* Directions
Give back the full listing that follows exactly as it reads.

* Records supplied
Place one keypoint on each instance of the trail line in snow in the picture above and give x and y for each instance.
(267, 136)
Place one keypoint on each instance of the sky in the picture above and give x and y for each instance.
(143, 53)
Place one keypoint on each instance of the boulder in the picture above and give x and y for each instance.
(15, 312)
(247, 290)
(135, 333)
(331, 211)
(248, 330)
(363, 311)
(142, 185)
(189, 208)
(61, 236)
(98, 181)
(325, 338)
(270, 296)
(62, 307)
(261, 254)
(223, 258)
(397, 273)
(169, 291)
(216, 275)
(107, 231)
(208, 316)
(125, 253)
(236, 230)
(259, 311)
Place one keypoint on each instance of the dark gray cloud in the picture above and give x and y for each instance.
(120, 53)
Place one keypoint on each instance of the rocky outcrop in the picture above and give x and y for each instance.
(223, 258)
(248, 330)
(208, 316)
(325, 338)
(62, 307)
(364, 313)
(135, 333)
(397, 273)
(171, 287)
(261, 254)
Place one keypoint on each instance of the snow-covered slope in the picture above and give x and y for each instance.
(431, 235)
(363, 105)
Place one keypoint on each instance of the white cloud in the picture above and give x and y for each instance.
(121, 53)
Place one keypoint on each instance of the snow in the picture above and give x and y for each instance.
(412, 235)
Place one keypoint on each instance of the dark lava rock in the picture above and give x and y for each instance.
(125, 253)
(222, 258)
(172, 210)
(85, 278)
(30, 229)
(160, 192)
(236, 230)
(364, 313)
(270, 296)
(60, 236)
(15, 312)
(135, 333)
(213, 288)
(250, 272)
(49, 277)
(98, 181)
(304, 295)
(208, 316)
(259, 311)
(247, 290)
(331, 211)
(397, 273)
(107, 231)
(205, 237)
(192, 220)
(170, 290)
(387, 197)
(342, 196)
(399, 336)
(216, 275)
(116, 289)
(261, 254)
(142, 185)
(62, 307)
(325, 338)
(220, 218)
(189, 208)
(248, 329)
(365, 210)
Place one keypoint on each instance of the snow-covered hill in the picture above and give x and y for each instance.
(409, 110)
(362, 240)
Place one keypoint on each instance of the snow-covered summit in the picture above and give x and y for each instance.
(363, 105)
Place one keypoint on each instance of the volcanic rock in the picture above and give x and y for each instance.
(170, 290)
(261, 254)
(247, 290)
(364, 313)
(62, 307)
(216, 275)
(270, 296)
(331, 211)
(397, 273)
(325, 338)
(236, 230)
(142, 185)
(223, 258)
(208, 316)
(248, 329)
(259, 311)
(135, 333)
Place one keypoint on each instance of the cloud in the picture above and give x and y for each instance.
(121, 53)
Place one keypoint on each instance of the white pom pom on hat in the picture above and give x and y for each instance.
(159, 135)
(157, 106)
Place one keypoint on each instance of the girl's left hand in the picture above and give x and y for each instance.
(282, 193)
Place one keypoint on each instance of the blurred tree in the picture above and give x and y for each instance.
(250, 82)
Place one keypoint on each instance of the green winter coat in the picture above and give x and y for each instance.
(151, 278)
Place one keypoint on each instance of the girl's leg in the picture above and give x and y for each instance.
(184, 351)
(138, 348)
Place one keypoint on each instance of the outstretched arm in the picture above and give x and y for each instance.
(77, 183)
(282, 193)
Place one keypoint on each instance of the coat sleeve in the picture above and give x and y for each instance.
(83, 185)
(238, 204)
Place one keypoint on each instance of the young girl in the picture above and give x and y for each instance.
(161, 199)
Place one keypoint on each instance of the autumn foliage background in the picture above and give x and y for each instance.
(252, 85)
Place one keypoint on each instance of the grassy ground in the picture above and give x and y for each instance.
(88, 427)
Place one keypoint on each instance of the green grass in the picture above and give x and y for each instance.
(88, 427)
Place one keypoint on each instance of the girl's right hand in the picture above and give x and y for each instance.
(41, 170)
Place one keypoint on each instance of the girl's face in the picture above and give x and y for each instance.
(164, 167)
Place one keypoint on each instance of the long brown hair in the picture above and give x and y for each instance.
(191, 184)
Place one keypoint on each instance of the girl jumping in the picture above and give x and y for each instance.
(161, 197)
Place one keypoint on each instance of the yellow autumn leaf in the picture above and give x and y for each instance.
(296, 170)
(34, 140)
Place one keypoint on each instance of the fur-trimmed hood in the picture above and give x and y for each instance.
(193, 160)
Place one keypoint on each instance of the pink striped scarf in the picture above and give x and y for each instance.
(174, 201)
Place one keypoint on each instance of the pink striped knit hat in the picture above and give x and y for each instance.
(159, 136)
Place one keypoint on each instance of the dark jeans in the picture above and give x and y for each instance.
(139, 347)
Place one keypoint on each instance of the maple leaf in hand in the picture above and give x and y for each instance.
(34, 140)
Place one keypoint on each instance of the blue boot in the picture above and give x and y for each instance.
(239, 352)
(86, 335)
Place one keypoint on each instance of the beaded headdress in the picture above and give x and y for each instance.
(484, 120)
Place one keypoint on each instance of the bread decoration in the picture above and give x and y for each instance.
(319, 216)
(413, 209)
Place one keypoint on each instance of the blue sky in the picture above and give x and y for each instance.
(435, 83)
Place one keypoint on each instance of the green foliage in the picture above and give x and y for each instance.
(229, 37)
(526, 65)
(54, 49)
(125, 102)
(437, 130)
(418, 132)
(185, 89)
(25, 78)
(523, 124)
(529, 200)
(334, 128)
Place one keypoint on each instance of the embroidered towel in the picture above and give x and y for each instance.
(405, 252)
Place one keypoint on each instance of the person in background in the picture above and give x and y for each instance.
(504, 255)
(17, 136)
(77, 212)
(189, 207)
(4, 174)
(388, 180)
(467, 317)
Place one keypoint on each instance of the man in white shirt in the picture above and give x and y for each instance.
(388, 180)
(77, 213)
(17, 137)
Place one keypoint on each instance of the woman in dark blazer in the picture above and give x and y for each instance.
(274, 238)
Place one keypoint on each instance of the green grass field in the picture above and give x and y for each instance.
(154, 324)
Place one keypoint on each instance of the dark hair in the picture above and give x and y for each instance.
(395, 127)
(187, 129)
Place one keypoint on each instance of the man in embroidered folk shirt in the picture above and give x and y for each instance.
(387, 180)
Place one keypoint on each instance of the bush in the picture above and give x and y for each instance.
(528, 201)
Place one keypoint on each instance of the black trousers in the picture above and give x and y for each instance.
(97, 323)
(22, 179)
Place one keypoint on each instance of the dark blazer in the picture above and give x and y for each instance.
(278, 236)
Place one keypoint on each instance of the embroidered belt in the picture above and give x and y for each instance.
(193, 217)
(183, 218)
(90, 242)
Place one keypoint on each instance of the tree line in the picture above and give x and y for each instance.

* Solution
Place one keypoint on each instance of the trail line in snow in the picture above and give x and y for each instance.
(267, 136)
Place one keypoint on each instance of the sky in the picture above and give x and y for each instance.
(143, 53)
Place one keypoint on each instance of the boulder in the picture above and give x and y for each instance.
(15, 312)
(247, 290)
(135, 333)
(331, 211)
(248, 330)
(363, 311)
(142, 185)
(189, 208)
(61, 236)
(98, 181)
(325, 338)
(270, 296)
(62, 307)
(261, 254)
(223, 258)
(397, 273)
(169, 291)
(216, 275)
(107, 231)
(208, 316)
(125, 253)
(236, 230)
(259, 311)
Place one keypoint on each instance of the dark gray cloud in the picture above and give x and y for each instance.
(120, 53)
Place one keypoint on each instance of the rocky outcrop in the picture above and give x and y for each instance.
(223, 258)
(248, 330)
(208, 316)
(325, 338)
(62, 307)
(364, 313)
(135, 333)
(397, 273)
(171, 287)
(261, 254)
Place one keypoint on each instance of the snow-covered slope in the picture above and give x and y for each instance.
(431, 235)
(363, 105)
Place one keypoint on each instance of the white cloud in the picture above and give x and y for each instance.
(121, 53)
Place one keypoint on each instance of the snow in the picture above and give x and y for each instance.
(412, 235)
Place one keypoint on each instance of the dark lava rock in the picture above and give x and y for each instance.
(125, 253)
(222, 258)
(172, 210)
(85, 278)
(30, 229)
(160, 192)
(236, 230)
(364, 313)
(270, 296)
(60, 236)
(15, 312)
(135, 333)
(213, 288)
(250, 272)
(49, 277)
(98, 181)
(304, 295)
(208, 316)
(259, 311)
(247, 290)
(331, 211)
(397, 273)
(107, 231)
(205, 237)
(192, 220)
(170, 290)
(387, 197)
(342, 196)
(399, 336)
(216, 275)
(116, 289)
(261, 254)
(142, 185)
(62, 307)
(325, 338)
(220, 218)
(189, 208)
(248, 329)
(365, 210)
Place one keypoint on each instance of the snow-covered hill in the picture above and give x and y for each instance.
(409, 110)
(362, 240)
Place one keypoint on each instance of the snow-covered summit in the picture above and give x and y for each instance.
(363, 105)
Place one keypoint on each instance of the volcanic rock in the picture above and give x and y for each instance.
(170, 290)
(261, 254)
(247, 290)
(364, 313)
(62, 307)
(216, 275)
(270, 296)
(331, 211)
(397, 273)
(325, 338)
(236, 230)
(142, 185)
(223, 258)
(208, 316)
(248, 329)
(259, 311)
(135, 333)
Place one keypoint on each instance of the cloud in the picture above and give x and y for each instance.
(121, 53)
Place one keypoint on each instance of the white pom pom on hat in the picture above and give x and y for each instance.
(159, 135)
(157, 106)
Place one keypoint on each instance of the girl's left hand in the picture above and give x and y for each instance.
(282, 193)
Place one keypoint on each instance of the blurred tree in the picture above and give x and y for each instance.
(250, 82)
Place one keypoint on each instance of the green winter coat in the picture above and give x and y for each instance.
(151, 278)
Place one keypoint on each instance of the girl's leg in the picture above and give x and y for each instance.
(184, 351)
(138, 348)
Place one keypoint on each instance of the outstretched arm in the picture above and give x and y for each instance.
(77, 183)
(282, 193)
Place one keypoint on each instance of the coat sleeve in the picture above and give x and y for each instance.
(83, 185)
(238, 204)
Place one keypoint on each instance of the young girl in the picture above and give x and y for each instance.
(161, 199)
Place one keypoint on each instance of the autumn foliage background in the picture above and give x and y for each instance.
(252, 85)
Place one keypoint on each instance of the grassy ground in the picture above and give x and y for each instance.
(88, 427)
Place one keypoint on each instance of the green grass in the picture above and give x and y for each instance.
(88, 427)
Place one keypoint on each instance of the girl's right hand in the picture above and give x and y for each instance.
(41, 170)
Place one keypoint on each instance of the girl's face in the picture above and give x and y for each instance.
(164, 167)
Place one keypoint on each instance of the long brown hair in the picture above and give x and y for each instance.
(191, 184)
Place one keypoint on each instance of the girl jumping in the picture above and give x and y for each instance.
(161, 197)
Place one keypoint on each instance of the yellow autumn leaf in the picture above and give x and y for each instance.
(296, 170)
(34, 140)
Place one keypoint on each instance of the fur-trimmed hood in the picture above and give x and y for each instance.
(193, 160)
Place one keypoint on each instance of the pink striped scarf in the picture above and give x and y for each instance.
(174, 201)
Place one keypoint on each instance of the pink striped knit hat in the picture above and give x and y for each instance.
(159, 136)
Place one keypoint on each instance of the dark jeans in the picture above and give x and y for each instance.
(139, 347)
Place one keypoint on each instance of the maple leaf in hand in the picture above and give x and y for each instance.
(34, 140)
Place one keypoint on each instance of the blue boot in the picture above and give x and y for each instance.
(239, 352)
(86, 335)
Place one keypoint on each instance of the beaded headdress in the picture above and give x and y for each instance.
(484, 120)
Place one keypoint on each instance of the bread decoration in the picture above and give x and y for each instance.
(319, 216)
(413, 209)
Place one keypoint on each instance of the blue sky in the picture above and give x and y for each instance.
(435, 83)
Place one keypoint on each instance of the green foliage in the picture above and give x and y for each instance.
(229, 37)
(526, 65)
(54, 49)
(125, 102)
(437, 130)
(418, 132)
(185, 89)
(25, 78)
(523, 124)
(529, 200)
(334, 128)
Place one keypoint on each instance of the embroidered towel in the picture above and give x and y for each instance.
(405, 252)
Place one keypoint on each instance of the person in background in the picture above and give x and y for each instance.
(504, 255)
(17, 136)
(77, 212)
(189, 207)
(4, 174)
(388, 180)
(467, 317)
Place one keypoint on each instance of the man in white shirt in the picture above and give x and y for each instance.
(388, 180)
(77, 213)
(17, 137)
Place one keypoint on each instance of the woman in dark blazer in the picture above and give x and y for each instance.
(274, 238)
Place one keypoint on each instance of the green grass field in the picture above and give x and y for each instance.
(154, 324)
Place one keypoint on each instance of the dark hair in the picture above and give x and y for each instance.
(395, 127)
(187, 129)
Place one keypoint on each instance of the man in embroidered folk shirt in the picture above and give x and y for each instance.
(387, 180)
Place one keypoint on each instance of the bush in the picture above and give x and y for each instance.
(528, 201)
Place one keypoint on each instance of the black trousers in the picture above and give x and y for each instance.
(97, 323)
(22, 179)
Place one keypoint on each instance of the dark blazer in the picture above and give x and y for each instance.
(278, 236)
Place one keypoint on each instance of the embroidered belt in the picture above and give x and y for each instance.
(193, 217)
(183, 218)
(90, 242)
Place one keypoint on each instance of the tree line in the picture above and give x and y for each instance.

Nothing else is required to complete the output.